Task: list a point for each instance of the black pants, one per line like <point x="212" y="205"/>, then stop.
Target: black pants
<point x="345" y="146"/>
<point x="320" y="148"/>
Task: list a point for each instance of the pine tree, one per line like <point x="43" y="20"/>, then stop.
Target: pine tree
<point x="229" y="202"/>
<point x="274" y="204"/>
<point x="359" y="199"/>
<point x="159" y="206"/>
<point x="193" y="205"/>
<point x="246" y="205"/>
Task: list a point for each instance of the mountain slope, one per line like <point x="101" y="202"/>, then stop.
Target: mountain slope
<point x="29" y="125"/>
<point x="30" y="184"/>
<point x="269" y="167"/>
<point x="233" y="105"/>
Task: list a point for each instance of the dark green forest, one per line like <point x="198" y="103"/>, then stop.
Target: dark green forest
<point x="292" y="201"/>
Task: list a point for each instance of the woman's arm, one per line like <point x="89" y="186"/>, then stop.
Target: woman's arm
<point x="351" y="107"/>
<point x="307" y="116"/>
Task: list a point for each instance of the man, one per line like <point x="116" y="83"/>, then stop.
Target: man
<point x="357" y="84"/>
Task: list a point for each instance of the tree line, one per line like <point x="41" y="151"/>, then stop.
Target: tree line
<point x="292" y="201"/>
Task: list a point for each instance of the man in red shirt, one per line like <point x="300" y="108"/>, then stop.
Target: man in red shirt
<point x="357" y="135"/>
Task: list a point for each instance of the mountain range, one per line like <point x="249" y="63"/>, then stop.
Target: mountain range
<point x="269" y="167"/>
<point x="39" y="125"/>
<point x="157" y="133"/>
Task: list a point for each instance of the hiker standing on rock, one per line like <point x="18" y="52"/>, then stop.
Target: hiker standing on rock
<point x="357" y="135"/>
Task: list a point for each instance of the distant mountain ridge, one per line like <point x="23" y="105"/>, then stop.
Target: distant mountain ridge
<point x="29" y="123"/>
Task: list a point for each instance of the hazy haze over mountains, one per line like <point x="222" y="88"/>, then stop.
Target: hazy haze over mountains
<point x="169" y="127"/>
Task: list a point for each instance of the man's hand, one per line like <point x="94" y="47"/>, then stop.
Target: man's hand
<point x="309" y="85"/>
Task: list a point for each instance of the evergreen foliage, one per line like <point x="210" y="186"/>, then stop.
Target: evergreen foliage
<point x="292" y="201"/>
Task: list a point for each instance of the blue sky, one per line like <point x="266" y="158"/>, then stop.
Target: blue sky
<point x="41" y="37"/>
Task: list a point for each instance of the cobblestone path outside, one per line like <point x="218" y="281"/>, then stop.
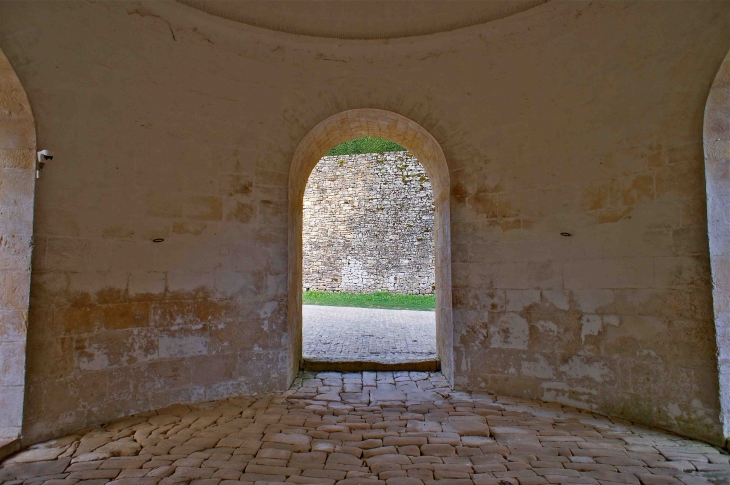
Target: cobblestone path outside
<point x="384" y="428"/>
<point x="367" y="334"/>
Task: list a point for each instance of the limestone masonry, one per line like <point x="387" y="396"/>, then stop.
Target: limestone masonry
<point x="368" y="225"/>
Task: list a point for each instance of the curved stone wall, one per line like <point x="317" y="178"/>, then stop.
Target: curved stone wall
<point x="17" y="181"/>
<point x="575" y="117"/>
<point x="368" y="225"/>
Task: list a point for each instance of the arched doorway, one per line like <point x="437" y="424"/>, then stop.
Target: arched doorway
<point x="399" y="129"/>
<point x="716" y="137"/>
<point x="17" y="185"/>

_____

Exercise requirements
The answer must be an exact transcription of the lines from the one holding "Task: list a point for each instance of the blue" to the last line of the entries above, with no pictures and nothing else.

Answer section
Task: list a point for each instance of the blue sky, one per line like <point x="266" y="158"/>, then stop.
Target: blue sky
<point x="41" y="37"/>
Task: list a point for each instance of the cobblestone path outside, one per line like <point x="218" y="281"/>, then stop.
Target: cobblestone path outside
<point x="384" y="428"/>
<point x="367" y="334"/>
Task: list a point for each instance of the limestone masonry, one per line like <point x="387" y="396"/>, then stop.
Target: limestone masonry
<point x="368" y="225"/>
Task: list a point for each instance of the curved stone wall, one per line like <point x="317" y="178"/>, then stop.
Target: curved stone wall
<point x="17" y="181"/>
<point x="575" y="117"/>
<point x="368" y="225"/>
Task: list a point for each instance of the arched doorway, one per line like <point x="437" y="424"/>, then stop.
Target: arched doorway
<point x="399" y="129"/>
<point x="716" y="137"/>
<point x="17" y="185"/>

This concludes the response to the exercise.